Task list ::
**a.** According to the post on selling a first screenplay, who has dedicated an entire site to the question of selling your screenplay?
**b.** In the records, begin at the line that has "Annotation task — locate each instance of the person" and stop after the line that has "(1034, 564)". Write those lines out again with "wheeled trolley" changed to "hand truck" and nothing else altered.

Page ::
⟨
Selling Your First Screenplay

Dear Script Doctor Eric:

I’ve written my first screenplay and am looking to sell it.  Can you please tell me the best way to do this?  Should I write a query letter?  Synopsis?  Treatment? Is there a certain format for this?

Pat Screenwriter

The above is a fabrication (Who is named Pat Screenwriter?). I do, however, receive a variation of this letter about a few times a month.  Hopefully this post that can help answer these questions for first-time screenwriters looking to sell their screenplay.

If you’ve just completed your first script, congratulations!   You’ve accomplished something a lot of people here in Los Angeles talk about doing, but never actually accomplish.

Thanks Eric, it feels great.  So how do I sell this sucker?

Hold on a second.  I said it was a good accomplishment, not that you were ready to make a six-figure salary pounding out scripts for J. J. Abrams.

First, have you read my post Help for New Screenwriters? If not, please check it out – I wrote that post with first-time writers in mind.

Done reading but still want to sell your first screenplay?  Don’t take this the wrong way, but it is highly unlikely that your first screenplay will be at the level it needs to be to sell.

Screenwriting is complicated art that – like anything – takes many years and many screenplays to get any good at. I’m not trying to discourage you.  If you love writing screenplays, you should keep doing it.

The key word in that last sentence is “screenplays,” with an “s.” Get a few scripts under your belt before you start pounding the pavement.  You can always come back to that first screenplay and make it better.

And believe me, it can always be better. (Don’t believe me?  Send your script through one of my screenwriting services and I’ll show you just how much better it can be. :))

But if, in spite of my warnings, you’re STILL determined to sell that first screenplay, well, fine.  To answer your questions, in general, there aren’t hard and fast rules about treatments, just general guidelines.  The best way is to find five or six examples and pick the best one for you.

As for query letters, I’ve written about that on my site.  Check out one of my most popular posts: How to Write a Query Letter

However, my specialty is helping you make your screenplay so good it should sell itself, NOT teaching you how to sell screenplays.  My friend Ashley has dedicated his entire site to the question of selling your screenplay.  Check out his site and especially the post How to Sell Your Screenplay (in a Nutshell)
⟩
Data supplied ::
⟨
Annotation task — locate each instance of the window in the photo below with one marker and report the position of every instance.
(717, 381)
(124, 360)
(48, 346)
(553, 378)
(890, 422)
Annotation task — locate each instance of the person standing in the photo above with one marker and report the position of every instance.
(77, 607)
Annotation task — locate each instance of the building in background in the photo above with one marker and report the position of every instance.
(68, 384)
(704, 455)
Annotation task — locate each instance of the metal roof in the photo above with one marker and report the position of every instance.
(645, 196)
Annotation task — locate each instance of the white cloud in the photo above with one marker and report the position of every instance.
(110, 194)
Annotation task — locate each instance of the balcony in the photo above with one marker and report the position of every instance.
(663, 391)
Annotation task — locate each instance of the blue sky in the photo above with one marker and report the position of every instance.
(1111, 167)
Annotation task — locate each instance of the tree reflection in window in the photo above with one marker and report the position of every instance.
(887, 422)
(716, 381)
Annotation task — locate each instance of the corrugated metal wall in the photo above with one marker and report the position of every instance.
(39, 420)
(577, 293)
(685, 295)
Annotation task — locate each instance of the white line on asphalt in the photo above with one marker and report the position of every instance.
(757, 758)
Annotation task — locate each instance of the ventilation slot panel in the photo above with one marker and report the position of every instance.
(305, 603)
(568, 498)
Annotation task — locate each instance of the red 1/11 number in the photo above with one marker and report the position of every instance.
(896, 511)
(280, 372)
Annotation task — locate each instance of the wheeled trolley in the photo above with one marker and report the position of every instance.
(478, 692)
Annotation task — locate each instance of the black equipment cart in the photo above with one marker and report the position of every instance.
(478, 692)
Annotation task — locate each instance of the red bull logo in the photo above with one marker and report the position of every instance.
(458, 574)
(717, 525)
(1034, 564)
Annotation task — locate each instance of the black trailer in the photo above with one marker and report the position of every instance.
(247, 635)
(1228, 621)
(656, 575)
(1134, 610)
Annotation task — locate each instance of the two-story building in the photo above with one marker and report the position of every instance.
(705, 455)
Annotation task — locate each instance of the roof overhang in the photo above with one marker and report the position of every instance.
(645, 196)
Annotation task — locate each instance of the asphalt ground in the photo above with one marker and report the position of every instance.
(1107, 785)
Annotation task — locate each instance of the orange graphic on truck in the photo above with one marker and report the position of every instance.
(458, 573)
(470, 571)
⟩
Answer set ::
**a.** The author's friend Ashley.

**b.**
Annotation task — locate each instance of the person standing in the photo above with one marker and report the position of every instance.
(77, 607)
Annotation task — locate each instance of the building in background in the photo above with one marker and report the position of every instance.
(68, 384)
(704, 455)
Annotation task — locate each instance of the metal roof in the photo above with one marker and report the position of every instance.
(645, 196)
Annotation task — locate each instance of the white cloud in the photo above with one marker and report the position of every instance.
(110, 194)
Annotation task — locate each instance of the balcony in the photo above with one marker and report the position of every instance.
(663, 391)
Annotation task — locate each instance of the blue sky in the photo above with one marker and report the position of every instance.
(1111, 167)
Annotation task — locate each instance of the tree reflection in window in the photo above with one marker and report the position of every instance.
(887, 422)
(716, 381)
Annotation task — locate each instance of the corrugated metal wall in the photo above with one marker and report the position of every instance.
(39, 420)
(577, 293)
(685, 295)
Annotation task — locate each instance of the white line on asphalt in the photo above with one marker and report the position of every instance.
(757, 758)
Annotation task — locate each instance of the ventilation slot panel in the photo above with one marker and report the position of every instance.
(305, 603)
(568, 498)
Annotation task — locate each instance of the red 1/11 number in the photo above with one marker and report the position of every instance.
(896, 511)
(280, 372)
Annotation task — locate each instance of the hand truck in the photo above with one marker and report the position of every instance.
(478, 692)
Annotation task — locate each instance of the black equipment cart in the photo above with one marker and report the position of every instance.
(478, 692)
Annotation task — locate each instance of the red bull logo in the photo above with one marker and report the position of every instance.
(458, 574)
(717, 525)
(1034, 564)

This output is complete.